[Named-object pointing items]
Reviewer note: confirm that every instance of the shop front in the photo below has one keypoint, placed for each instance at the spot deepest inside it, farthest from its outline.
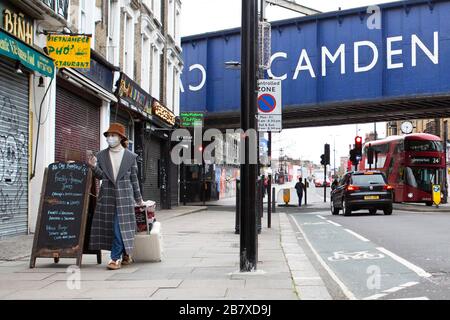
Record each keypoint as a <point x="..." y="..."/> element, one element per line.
<point x="148" y="124"/>
<point x="83" y="97"/>
<point x="20" y="63"/>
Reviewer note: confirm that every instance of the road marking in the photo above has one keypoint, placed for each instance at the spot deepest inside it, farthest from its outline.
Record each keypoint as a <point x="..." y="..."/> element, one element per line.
<point x="415" y="298"/>
<point x="376" y="296"/>
<point x="420" y="272"/>
<point x="409" y="284"/>
<point x="334" y="223"/>
<point x="359" y="255"/>
<point x="313" y="223"/>
<point x="394" y="289"/>
<point x="360" y="237"/>
<point x="343" y="287"/>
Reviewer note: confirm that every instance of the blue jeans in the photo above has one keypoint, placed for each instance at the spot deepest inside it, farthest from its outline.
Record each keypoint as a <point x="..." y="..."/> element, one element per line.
<point x="118" y="248"/>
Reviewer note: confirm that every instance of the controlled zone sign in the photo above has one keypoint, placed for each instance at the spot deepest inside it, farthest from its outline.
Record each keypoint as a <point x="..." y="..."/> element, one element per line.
<point x="269" y="106"/>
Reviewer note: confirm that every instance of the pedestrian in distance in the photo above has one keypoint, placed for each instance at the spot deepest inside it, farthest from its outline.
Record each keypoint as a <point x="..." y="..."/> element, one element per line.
<point x="114" y="222"/>
<point x="299" y="187"/>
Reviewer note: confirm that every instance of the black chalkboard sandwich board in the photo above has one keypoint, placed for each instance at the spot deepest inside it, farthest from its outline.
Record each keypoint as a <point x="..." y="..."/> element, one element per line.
<point x="63" y="212"/>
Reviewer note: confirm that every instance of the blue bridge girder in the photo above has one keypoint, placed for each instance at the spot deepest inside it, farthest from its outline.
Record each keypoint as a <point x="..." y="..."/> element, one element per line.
<point x="388" y="62"/>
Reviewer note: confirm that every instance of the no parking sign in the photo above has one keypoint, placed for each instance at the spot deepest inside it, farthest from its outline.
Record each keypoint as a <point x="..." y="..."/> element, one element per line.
<point x="269" y="106"/>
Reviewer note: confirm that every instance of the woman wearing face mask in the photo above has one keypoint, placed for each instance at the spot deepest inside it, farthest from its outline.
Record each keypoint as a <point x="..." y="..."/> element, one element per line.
<point x="114" y="222"/>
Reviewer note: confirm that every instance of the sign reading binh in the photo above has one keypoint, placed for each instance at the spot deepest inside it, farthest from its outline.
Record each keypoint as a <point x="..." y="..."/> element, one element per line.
<point x="269" y="106"/>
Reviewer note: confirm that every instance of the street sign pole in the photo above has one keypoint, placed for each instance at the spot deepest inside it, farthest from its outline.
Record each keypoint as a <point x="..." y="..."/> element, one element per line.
<point x="249" y="172"/>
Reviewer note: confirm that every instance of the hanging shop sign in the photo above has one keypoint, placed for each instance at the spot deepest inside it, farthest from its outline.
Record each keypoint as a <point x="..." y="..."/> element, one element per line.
<point x="27" y="56"/>
<point x="99" y="73"/>
<point x="163" y="113"/>
<point x="131" y="92"/>
<point x="17" y="24"/>
<point x="70" y="51"/>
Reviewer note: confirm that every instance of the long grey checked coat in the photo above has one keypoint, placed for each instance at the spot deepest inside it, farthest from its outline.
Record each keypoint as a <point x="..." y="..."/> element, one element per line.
<point x="121" y="195"/>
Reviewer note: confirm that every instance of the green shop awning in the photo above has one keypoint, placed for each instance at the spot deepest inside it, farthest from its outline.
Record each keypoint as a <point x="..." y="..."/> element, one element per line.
<point x="28" y="57"/>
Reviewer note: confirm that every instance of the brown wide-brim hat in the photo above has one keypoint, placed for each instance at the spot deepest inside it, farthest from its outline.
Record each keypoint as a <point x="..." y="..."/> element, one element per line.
<point x="116" y="128"/>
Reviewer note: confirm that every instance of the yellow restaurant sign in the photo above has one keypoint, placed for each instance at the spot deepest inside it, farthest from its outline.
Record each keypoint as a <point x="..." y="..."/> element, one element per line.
<point x="70" y="51"/>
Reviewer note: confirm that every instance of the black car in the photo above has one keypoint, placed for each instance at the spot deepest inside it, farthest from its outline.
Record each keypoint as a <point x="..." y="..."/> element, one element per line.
<point x="362" y="190"/>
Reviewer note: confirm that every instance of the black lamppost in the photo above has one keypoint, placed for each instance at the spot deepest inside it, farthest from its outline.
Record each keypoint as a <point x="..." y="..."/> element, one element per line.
<point x="249" y="172"/>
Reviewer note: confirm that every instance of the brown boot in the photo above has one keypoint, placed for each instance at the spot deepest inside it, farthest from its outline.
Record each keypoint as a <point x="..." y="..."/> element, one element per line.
<point x="114" y="265"/>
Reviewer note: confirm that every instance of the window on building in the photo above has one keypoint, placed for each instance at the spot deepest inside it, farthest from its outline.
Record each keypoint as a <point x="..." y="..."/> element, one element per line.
<point x="170" y="88"/>
<point x="177" y="20"/>
<point x="171" y="18"/>
<point x="156" y="8"/>
<point x="128" y="54"/>
<point x="83" y="18"/>
<point x="145" y="63"/>
<point x="156" y="71"/>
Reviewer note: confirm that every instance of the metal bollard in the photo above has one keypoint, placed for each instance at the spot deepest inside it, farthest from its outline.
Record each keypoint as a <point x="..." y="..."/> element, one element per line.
<point x="238" y="206"/>
<point x="273" y="200"/>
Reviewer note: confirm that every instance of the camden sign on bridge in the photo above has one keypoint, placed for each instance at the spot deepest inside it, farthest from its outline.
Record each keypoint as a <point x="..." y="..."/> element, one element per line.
<point x="331" y="58"/>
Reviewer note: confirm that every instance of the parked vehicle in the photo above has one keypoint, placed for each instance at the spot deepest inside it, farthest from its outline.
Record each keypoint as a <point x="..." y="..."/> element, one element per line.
<point x="362" y="190"/>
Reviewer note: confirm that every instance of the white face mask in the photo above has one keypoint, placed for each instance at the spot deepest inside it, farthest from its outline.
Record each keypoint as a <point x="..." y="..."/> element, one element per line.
<point x="113" y="141"/>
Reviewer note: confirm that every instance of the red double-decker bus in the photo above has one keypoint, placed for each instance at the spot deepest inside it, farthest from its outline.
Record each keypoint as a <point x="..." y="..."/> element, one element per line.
<point x="411" y="163"/>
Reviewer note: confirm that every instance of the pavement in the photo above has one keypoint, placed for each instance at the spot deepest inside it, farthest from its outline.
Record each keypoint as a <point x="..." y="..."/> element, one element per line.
<point x="200" y="262"/>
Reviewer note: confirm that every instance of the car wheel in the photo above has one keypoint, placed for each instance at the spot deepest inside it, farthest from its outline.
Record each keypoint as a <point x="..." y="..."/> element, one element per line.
<point x="334" y="210"/>
<point x="346" y="208"/>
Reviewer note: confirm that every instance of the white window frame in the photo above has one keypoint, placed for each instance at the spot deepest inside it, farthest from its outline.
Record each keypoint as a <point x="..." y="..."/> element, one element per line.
<point x="128" y="50"/>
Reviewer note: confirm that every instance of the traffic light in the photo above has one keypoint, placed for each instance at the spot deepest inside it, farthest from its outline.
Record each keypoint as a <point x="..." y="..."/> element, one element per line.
<point x="327" y="153"/>
<point x="353" y="157"/>
<point x="358" y="146"/>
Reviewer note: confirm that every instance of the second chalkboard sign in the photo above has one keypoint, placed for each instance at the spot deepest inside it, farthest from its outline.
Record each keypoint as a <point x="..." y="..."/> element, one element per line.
<point x="61" y="224"/>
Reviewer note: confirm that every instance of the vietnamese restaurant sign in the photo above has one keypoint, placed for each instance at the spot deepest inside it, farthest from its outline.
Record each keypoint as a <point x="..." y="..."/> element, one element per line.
<point x="70" y="51"/>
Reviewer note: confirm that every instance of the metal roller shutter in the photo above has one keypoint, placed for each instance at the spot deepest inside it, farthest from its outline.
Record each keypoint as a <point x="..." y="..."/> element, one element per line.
<point x="14" y="117"/>
<point x="152" y="156"/>
<point x="77" y="126"/>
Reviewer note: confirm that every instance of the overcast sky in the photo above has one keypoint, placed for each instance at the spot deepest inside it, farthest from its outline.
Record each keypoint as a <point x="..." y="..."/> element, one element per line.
<point x="201" y="16"/>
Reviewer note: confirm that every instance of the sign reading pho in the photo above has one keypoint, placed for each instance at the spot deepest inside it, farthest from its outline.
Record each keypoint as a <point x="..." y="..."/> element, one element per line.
<point x="63" y="212"/>
<point x="70" y="51"/>
<point x="269" y="106"/>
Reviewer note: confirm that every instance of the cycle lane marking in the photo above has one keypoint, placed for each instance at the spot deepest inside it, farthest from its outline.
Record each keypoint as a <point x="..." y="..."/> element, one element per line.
<point x="334" y="223"/>
<point x="392" y="290"/>
<point x="360" y="237"/>
<point x="353" y="270"/>
<point x="419" y="271"/>
<point x="335" y="278"/>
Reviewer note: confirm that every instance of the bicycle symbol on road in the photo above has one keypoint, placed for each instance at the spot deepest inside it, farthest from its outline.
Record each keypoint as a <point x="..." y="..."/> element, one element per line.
<point x="359" y="255"/>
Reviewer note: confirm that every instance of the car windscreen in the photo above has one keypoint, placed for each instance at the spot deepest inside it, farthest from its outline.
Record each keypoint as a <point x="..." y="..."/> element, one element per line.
<point x="368" y="179"/>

(Your task): Copy out, without any change, everything from the line containing "Reviewer note: confirm that every instance of the cycle" down to the end of the items above.

(Exercise solution):
Reviewer note: confirm that every instance of the cycle lane marking in the photo above has one keypoint, placed for each instance at the spot deepest inside it, farthest from its outline.
Record each keypoint as a <point x="..." y="..."/> element, one element per line.
<point x="334" y="223"/>
<point x="392" y="290"/>
<point x="360" y="237"/>
<point x="353" y="270"/>
<point x="419" y="271"/>
<point x="335" y="278"/>
Reviewer note: confirm that every instance of the bicycle symbol on road in the photo above has one keypoint, placed for each instance at the spot deepest inside it, farthest from its outline.
Record each keypoint as a <point x="..." y="..."/> element, one element per line.
<point x="359" y="255"/>
Reviewer note: confirm that every instance of the car windscreen in the photo above has one keypoint, placed for each instance at the spot deepest inside it, farthest from its outline.
Record each keypoint as a <point x="..." y="..."/> element, one element per line.
<point x="368" y="179"/>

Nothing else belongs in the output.